--- Start Source excerpt ---

Doctor Who: revisiting The Stolen Earth/Journey’s End at 10

Mark revisits Tennant-era Doctor Who episodes The Stolen Earth and Journey's End, a decade after they first aired...

Ten years ago, the Marvel Cinematic Universe was naught but a twinkle in Nick Fury’s good eye in a post-credits sting. It took four years to get to Avengers Assemble, which is roughly how long it took Doctor Who‘s head writer and executive producer Russell T. Davies to get from Rose to The Stolen Earth and Journey’s End.

Just like Marvel, RTD built up characters through various stories throughout that time, including the spin-off shows he created, Torchwood and The Sarah Jane Adventures, before bringing most of them together to face a threat that any one of them would struggle to defeat on their own. At the very end of the most popular series of the revival, this finale is nothing short of a full-colour comic-style crossover.

--- End Source excerpt ---
--- Start Entries provided ---

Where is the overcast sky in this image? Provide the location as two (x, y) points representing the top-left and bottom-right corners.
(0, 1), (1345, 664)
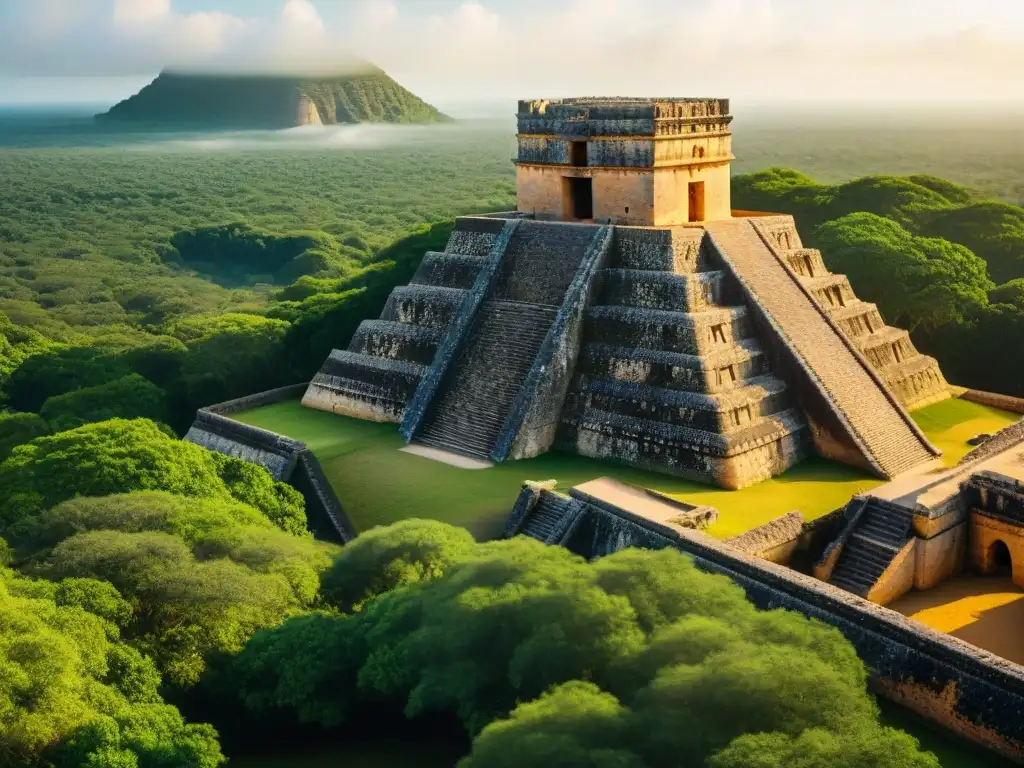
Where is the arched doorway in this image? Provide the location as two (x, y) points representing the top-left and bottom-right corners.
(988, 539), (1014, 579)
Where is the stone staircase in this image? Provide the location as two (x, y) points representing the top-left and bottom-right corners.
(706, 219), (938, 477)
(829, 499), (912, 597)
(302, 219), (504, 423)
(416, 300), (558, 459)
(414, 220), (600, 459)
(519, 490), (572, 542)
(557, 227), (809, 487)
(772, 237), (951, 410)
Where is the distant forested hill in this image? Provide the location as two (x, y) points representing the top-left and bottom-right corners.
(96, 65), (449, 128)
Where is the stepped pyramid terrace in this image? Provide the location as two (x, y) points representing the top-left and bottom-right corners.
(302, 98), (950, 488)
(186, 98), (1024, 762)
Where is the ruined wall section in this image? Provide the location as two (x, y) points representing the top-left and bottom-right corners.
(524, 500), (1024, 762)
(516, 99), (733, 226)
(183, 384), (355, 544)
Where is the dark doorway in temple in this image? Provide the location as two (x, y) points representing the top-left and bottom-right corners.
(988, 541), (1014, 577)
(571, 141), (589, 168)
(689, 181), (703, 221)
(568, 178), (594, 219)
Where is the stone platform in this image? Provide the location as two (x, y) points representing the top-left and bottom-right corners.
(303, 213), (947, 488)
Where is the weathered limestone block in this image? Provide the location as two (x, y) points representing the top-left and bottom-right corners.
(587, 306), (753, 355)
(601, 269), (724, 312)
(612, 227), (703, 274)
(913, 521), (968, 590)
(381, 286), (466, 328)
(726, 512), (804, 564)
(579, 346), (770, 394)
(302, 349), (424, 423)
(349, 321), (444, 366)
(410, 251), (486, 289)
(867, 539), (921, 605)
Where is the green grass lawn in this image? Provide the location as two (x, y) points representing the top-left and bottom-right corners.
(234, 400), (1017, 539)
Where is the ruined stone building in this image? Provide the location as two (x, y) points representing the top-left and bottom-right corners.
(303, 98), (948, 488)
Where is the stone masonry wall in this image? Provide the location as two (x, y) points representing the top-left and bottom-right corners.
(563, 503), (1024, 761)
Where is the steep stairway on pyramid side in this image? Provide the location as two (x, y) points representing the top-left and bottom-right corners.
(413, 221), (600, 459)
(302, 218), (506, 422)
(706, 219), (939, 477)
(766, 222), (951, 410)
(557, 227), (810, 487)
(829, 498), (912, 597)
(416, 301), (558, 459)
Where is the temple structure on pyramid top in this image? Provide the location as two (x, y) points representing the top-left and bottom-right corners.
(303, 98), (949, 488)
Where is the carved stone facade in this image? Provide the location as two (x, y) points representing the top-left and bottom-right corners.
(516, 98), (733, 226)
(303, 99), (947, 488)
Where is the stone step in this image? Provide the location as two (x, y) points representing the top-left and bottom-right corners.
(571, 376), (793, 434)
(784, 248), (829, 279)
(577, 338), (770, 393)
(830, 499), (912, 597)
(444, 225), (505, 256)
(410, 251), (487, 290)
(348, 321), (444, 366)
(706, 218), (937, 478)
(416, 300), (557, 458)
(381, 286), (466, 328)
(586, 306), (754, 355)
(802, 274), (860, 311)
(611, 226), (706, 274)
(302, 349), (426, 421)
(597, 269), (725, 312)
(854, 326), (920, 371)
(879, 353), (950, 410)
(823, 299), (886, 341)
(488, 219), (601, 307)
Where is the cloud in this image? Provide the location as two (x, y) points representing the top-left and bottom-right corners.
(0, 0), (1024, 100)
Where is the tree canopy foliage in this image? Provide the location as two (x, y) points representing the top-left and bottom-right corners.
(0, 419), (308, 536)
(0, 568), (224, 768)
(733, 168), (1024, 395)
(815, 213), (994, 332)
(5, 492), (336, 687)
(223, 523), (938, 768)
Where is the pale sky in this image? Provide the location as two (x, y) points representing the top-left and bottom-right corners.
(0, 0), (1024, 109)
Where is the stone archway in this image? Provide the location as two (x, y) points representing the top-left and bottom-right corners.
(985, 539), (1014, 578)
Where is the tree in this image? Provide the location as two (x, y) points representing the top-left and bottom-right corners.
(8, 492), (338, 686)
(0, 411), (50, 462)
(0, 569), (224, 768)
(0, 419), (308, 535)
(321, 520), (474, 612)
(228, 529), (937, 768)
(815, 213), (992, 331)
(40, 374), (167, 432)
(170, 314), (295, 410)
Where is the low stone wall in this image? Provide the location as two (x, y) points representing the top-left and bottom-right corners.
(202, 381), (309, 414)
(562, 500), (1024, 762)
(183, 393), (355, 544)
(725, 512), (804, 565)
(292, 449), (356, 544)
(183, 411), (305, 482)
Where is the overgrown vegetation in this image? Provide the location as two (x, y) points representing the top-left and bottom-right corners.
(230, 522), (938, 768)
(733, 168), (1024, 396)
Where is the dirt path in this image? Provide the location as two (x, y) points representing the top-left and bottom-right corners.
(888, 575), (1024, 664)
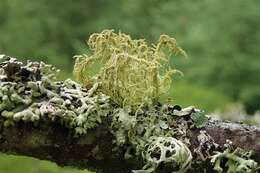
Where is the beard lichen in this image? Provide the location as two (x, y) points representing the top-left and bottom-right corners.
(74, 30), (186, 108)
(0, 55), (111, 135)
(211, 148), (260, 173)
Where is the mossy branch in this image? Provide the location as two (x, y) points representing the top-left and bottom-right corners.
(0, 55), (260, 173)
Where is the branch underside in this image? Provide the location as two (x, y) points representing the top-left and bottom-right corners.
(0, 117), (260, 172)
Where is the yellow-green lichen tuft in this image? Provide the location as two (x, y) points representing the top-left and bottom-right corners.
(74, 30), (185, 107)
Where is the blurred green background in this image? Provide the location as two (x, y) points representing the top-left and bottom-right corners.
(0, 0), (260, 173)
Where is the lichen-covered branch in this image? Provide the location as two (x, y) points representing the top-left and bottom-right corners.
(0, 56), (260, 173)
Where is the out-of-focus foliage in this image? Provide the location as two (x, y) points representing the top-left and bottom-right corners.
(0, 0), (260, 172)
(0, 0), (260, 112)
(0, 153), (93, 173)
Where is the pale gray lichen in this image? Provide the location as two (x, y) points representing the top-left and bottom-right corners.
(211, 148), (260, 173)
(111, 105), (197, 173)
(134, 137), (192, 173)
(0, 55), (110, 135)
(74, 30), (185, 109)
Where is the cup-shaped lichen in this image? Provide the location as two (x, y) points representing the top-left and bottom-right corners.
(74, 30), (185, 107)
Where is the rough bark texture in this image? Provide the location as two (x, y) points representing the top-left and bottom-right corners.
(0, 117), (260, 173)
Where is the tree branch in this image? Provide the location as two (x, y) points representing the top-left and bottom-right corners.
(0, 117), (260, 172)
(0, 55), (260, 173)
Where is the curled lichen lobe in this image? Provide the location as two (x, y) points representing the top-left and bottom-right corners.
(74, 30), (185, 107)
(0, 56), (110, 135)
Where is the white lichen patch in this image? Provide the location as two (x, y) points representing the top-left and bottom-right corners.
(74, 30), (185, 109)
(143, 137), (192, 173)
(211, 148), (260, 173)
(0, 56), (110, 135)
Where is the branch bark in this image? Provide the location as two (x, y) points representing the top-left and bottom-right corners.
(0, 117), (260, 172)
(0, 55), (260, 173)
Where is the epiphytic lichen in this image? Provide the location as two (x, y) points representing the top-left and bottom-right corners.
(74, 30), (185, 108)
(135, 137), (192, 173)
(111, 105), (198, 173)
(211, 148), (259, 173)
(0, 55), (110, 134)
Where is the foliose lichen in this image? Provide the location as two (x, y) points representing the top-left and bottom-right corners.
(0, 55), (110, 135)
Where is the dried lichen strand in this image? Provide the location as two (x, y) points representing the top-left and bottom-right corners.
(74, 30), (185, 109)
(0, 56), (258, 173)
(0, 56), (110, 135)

--- End Entries provided ---

• Task goal:
From the Doctor Who retrospective above, print verbatim the passage that opens with the words containing "Doctor Who: revisiting" and closes with "and Journey’s End.".

• Correct output:
Doctor Who: revisiting The Stolen Earth/Journey’s End at 10

Mark revisits Tennant-era Doctor Who episodes The Stolen Earth and Journey's End, a decade after they first aired...

Ten years ago, the Marvel Cinematic Universe was naught but a twinkle in Nick Fury’s good eye in a post-credits sting. It took four years to get to Avengers Assemble, which is roughly how long it took Doctor Who‘s head writer and executive producer Russell T. Davies to get from Rose to The Stolen Earth and Journey’s End.